Reproduce the lines starting with the line that contains "the firefighter in" and going on through the final line, requests included. Shift each answer point by adding 72 to both of its coordinates, and leave the sample points unchanged.

— BEGIN —

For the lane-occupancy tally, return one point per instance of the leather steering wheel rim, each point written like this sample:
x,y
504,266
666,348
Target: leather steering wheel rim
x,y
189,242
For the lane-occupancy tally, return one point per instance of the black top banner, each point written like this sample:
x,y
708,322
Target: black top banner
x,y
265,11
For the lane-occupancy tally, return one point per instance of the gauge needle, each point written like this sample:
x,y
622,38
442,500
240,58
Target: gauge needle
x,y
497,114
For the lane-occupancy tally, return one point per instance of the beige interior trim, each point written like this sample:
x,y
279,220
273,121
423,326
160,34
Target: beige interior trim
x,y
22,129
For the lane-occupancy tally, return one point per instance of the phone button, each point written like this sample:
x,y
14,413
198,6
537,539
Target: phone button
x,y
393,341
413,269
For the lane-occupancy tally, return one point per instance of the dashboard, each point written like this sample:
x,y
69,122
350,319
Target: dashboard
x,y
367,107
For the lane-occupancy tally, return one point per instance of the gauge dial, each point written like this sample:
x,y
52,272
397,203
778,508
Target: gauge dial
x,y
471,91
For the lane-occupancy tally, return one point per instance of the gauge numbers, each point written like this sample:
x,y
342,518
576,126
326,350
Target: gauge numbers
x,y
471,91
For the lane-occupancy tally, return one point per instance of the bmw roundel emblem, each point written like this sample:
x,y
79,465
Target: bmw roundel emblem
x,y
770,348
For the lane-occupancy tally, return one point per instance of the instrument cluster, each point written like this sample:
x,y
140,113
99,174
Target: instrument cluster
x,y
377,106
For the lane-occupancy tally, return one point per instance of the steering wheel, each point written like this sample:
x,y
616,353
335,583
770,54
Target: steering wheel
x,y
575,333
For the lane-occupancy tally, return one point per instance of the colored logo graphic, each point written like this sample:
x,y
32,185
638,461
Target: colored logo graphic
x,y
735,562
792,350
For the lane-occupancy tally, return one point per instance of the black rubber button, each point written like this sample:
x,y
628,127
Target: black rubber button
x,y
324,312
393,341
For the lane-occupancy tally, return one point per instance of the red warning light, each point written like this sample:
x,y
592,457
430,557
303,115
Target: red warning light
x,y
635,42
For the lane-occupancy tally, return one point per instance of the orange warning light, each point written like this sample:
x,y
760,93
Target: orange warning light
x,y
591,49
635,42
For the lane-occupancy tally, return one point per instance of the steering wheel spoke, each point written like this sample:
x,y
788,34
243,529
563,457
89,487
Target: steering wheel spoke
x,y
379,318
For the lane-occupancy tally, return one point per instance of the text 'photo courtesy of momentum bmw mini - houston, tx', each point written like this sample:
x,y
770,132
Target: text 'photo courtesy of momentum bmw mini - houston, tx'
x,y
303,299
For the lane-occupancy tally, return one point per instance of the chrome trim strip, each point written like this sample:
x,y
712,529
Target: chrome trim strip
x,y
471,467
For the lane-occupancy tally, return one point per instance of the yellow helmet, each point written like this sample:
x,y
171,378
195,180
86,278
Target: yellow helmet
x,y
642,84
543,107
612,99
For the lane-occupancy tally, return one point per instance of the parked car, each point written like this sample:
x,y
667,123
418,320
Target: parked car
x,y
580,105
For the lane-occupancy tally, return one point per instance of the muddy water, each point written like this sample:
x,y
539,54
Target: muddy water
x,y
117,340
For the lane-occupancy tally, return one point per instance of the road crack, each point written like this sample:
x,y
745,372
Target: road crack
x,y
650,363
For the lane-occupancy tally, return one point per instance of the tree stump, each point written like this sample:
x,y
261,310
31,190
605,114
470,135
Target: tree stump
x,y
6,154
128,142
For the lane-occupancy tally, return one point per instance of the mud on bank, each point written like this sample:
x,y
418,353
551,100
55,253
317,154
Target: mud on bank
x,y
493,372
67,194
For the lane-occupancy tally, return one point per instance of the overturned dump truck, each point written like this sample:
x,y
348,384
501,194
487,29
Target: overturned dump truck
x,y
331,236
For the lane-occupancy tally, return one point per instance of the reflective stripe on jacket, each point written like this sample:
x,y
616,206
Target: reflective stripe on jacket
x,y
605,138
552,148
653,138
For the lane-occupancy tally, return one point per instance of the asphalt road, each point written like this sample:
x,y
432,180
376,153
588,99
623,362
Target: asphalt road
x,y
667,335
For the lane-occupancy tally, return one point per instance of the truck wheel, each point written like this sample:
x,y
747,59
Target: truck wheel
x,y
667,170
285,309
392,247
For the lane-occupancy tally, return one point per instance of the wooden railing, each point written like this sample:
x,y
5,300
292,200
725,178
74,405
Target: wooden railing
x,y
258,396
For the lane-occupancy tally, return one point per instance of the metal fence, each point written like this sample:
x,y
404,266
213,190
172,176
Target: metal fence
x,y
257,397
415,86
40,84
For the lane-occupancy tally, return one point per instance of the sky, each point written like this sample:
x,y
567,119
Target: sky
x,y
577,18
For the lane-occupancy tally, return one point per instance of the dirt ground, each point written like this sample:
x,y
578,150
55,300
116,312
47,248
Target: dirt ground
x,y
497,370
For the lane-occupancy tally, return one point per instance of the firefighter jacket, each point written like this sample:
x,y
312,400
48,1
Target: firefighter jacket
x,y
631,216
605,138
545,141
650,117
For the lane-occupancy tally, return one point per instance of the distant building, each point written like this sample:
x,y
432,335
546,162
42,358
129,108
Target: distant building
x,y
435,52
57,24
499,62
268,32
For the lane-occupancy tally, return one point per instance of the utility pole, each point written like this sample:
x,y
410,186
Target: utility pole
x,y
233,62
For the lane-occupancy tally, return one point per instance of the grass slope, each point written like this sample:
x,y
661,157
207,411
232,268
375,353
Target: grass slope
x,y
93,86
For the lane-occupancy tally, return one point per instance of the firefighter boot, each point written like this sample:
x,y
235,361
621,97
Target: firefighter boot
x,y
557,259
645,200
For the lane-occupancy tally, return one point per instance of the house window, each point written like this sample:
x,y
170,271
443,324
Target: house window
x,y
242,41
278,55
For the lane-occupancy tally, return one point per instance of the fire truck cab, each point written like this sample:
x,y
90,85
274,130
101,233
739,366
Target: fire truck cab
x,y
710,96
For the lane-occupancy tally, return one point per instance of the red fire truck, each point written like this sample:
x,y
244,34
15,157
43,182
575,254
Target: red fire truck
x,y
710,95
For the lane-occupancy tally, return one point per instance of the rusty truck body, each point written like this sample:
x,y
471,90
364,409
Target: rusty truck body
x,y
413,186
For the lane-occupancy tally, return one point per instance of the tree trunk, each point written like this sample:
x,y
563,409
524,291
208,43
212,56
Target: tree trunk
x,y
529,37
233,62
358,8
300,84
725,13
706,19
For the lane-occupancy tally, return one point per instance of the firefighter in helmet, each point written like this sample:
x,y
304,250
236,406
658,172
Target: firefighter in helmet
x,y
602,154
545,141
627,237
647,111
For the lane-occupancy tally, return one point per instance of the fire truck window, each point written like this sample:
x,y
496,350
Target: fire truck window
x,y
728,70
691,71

— END —

Complete output:
For the lane-occupancy tally, return one point per instance of the firefighter in helmet, each point written like this sample:
x,y
304,250
236,406
658,172
Target: firefighter in helmet
x,y
674,226
617,213
699,309
719,183
For the lane-occupancy tally, return one point per instance of the fire truck window, each point written like this sample:
x,y
496,350
Target: fire truck window
x,y
800,142
763,143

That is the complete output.